**Short exercise 1**
In the listing, output the lines from the one containing "Point to one spot on every instance of the yellow" up to and including the one containing "[(754, 210)]", reproduced verbatim.

**Document extract**
How DCF Does Court Cases
There are basically two types of court cases that DCF pursues. The first is called a "care and protection" case, and the other is "adoption". A case only gets into court when DCF has snatched your children or wants to snatch them and keep them either for a while or permanently. In order to keep a child for more than a day, they have to go to court. Here is the whole process explained:
First, a note about the relationship between the administrative case, described elsewhere, and the court case. Even when a case does go to court, DCF still conducts an administrative case. It just plods along on its own course, as though the court case was not happening. There is often a complete disconnect between the two for some reason. The investigation, assessment, and on-going social work just clunks along, in typical mindless bureaucratic fashion, oblivious to the fact you may not even be seeing your children. Deadlines for various legal court requirements are not coordinated at all with what the administrative case and social worker are doing. Oh, well.
Care And Protection
When a DCF case goes to court, it usually starts as a so-called "care and protection" case. That means that the DCF believes that your child or children are in need of care, and must be protected from you, because you are not providing adequately for their physical, emotional, educational or other needs.
The first thing that happens in a care and protection case is they seize the children, in the manner and for the reasons described in the article about the Snitch Network. and in the article about why DCF can kidnap your child.

**Short exercise 2**
Return the passage on DCF court cases from "The first thing" up to and including "kidnap your child.", copied word for word.

**Supplied data**
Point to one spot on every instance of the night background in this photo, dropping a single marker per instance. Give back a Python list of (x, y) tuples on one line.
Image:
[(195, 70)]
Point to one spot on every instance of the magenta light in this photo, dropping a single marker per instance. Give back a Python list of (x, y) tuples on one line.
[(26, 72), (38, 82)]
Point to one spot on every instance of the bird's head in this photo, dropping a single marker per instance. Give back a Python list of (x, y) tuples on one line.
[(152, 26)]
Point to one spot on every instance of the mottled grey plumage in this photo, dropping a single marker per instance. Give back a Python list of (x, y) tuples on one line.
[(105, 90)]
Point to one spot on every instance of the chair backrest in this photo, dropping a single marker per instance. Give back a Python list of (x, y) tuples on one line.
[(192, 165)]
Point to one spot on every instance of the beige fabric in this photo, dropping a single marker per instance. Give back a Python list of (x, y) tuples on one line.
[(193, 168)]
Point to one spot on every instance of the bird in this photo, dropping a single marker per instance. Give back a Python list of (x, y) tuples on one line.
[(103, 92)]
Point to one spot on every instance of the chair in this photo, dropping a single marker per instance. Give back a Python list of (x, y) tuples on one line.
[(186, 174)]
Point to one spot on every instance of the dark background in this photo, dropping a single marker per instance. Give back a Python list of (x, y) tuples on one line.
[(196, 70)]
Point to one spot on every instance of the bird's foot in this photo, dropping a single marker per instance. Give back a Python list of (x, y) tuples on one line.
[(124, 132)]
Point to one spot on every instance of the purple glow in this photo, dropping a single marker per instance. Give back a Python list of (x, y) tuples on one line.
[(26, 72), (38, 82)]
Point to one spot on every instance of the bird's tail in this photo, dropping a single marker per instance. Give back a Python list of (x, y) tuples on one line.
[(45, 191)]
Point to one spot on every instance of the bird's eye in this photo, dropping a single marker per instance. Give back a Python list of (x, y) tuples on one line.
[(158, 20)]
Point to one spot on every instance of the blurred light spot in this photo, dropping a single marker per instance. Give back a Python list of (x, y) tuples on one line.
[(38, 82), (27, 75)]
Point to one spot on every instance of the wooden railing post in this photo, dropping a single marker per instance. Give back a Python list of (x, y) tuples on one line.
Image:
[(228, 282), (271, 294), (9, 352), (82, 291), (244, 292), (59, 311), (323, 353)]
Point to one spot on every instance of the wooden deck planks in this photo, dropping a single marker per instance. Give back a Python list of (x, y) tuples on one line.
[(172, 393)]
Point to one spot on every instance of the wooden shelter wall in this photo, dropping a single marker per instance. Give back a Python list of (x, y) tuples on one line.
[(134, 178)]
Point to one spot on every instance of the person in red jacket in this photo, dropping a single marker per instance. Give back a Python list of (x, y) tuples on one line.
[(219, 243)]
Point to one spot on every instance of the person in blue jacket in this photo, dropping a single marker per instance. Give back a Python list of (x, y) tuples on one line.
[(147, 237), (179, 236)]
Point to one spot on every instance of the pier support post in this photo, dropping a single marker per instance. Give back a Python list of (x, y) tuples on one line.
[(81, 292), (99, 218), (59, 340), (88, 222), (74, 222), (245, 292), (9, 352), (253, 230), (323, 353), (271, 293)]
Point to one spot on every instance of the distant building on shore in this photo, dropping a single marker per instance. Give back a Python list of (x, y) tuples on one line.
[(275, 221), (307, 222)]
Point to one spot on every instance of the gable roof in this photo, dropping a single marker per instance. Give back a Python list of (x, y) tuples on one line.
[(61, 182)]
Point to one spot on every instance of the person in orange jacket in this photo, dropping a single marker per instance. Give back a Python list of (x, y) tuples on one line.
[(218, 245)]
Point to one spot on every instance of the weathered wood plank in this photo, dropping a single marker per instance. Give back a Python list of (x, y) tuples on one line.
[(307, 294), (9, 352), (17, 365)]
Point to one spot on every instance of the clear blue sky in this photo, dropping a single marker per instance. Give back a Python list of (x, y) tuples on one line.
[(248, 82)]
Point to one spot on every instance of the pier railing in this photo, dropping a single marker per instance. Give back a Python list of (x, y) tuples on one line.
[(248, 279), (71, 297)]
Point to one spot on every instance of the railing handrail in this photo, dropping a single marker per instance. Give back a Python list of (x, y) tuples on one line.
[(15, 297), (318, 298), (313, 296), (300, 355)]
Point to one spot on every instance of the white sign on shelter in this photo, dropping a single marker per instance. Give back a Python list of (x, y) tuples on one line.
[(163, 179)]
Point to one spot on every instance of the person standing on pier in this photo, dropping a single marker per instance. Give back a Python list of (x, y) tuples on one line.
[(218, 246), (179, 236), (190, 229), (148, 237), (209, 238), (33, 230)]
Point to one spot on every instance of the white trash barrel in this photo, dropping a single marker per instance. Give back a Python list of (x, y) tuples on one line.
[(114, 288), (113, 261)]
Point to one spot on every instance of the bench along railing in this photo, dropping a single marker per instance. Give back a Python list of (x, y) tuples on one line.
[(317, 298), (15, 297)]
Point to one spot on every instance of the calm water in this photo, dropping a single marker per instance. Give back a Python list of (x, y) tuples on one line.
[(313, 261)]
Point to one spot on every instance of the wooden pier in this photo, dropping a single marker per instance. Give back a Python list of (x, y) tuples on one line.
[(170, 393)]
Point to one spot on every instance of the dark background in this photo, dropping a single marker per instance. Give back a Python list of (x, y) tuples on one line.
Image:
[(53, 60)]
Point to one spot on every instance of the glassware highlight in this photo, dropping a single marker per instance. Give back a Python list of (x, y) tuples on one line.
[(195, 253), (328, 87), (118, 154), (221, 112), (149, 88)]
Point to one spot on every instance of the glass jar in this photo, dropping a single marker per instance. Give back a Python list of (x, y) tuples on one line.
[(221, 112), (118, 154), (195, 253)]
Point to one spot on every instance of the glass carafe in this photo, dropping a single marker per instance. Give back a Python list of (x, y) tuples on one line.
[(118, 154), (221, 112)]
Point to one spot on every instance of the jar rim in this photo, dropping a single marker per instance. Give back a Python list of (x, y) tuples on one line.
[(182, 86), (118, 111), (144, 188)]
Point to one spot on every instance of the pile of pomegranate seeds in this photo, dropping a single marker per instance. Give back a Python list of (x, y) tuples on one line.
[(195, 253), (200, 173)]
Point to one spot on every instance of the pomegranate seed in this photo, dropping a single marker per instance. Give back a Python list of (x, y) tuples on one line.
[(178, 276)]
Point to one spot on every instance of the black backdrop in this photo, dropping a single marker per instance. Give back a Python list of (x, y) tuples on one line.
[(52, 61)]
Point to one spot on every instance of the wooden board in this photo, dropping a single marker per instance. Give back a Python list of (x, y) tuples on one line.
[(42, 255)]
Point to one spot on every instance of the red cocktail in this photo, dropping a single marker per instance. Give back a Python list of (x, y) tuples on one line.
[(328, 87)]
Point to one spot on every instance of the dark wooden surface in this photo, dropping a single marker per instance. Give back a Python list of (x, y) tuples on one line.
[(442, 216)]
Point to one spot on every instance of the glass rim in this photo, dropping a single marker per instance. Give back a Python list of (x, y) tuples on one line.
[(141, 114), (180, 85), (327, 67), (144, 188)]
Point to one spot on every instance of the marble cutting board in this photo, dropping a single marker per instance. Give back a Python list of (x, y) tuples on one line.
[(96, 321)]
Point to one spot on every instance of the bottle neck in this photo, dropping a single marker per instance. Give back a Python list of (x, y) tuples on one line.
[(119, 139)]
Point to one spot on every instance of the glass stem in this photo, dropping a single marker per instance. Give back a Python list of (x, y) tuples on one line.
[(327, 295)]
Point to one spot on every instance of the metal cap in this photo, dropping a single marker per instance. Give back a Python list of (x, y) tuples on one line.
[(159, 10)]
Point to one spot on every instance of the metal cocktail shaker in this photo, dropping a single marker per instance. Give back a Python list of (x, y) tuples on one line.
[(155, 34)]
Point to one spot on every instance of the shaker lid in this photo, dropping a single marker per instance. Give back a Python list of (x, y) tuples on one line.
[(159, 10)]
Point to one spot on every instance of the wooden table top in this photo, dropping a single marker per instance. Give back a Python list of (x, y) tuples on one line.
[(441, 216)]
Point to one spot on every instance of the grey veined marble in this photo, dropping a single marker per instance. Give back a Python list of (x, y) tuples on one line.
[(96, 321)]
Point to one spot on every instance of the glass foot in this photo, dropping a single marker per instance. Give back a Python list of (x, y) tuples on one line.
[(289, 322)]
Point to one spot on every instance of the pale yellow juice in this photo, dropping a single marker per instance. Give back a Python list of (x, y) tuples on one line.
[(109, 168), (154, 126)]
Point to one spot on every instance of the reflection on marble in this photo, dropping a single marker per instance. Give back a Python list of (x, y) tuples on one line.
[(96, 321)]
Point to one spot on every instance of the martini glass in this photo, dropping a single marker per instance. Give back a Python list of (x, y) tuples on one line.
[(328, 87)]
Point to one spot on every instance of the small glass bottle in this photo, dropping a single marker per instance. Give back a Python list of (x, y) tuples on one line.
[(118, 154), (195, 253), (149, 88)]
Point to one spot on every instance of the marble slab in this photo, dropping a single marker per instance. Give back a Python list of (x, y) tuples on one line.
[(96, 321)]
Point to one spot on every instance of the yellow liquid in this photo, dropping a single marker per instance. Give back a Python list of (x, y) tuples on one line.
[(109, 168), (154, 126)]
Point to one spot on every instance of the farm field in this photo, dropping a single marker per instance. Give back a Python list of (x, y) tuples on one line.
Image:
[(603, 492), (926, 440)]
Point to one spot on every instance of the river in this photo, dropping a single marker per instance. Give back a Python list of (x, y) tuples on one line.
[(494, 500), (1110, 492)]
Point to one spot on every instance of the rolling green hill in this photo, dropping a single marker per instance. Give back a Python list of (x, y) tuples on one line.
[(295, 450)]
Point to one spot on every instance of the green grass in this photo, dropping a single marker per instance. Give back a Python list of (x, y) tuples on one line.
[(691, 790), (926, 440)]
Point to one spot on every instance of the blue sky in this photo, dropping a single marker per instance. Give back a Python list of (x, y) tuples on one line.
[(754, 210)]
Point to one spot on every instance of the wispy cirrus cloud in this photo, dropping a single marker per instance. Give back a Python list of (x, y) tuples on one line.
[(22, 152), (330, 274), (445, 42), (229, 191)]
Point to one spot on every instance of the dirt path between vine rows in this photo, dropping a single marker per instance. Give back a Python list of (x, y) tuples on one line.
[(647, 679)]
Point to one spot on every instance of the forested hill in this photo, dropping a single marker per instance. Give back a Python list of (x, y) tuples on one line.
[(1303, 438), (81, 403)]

**Final result 1**
Point to one spot on every instance of the yellow liquid in this photo, dropping a single marker per instance. Give back a Python list of (x, y) tuples on one line.
[(109, 168), (154, 126)]
Point to one spot on every instance of the farm field in this photo, dropping a single marker per instance. Give back a Python list of (x, y) tuples on one line.
Image:
[(603, 492), (926, 440)]
Point to one spot on every instance of the river in this photo, dropping a single marker per instance. Give back a Python list of (x, y) tuples on one line.
[(494, 500), (1110, 492)]
Point to one spot on every instance of the rolling green hill in this photo, dropping a single marker per instance. Give back a Python list of (x, y) tuples on one line.
[(295, 450)]
Point to one spot on every instance of the green grass in this photo, dropping a single marker per instance. Give back a Python list of (x, y) tuples on one line.
[(691, 790), (926, 440)]
Point to one spot on every instance of the blue sky in this photo, dropping a single marker per instance. Give back a Python list of (x, y) tuples on one line.
[(754, 210)]

**Final result 2**
The first thing that happens in a care and protection case is they seize the children, in the manner and for the reasons described in the article about the Snitch Network. and in the article about why DCF can kidnap your child.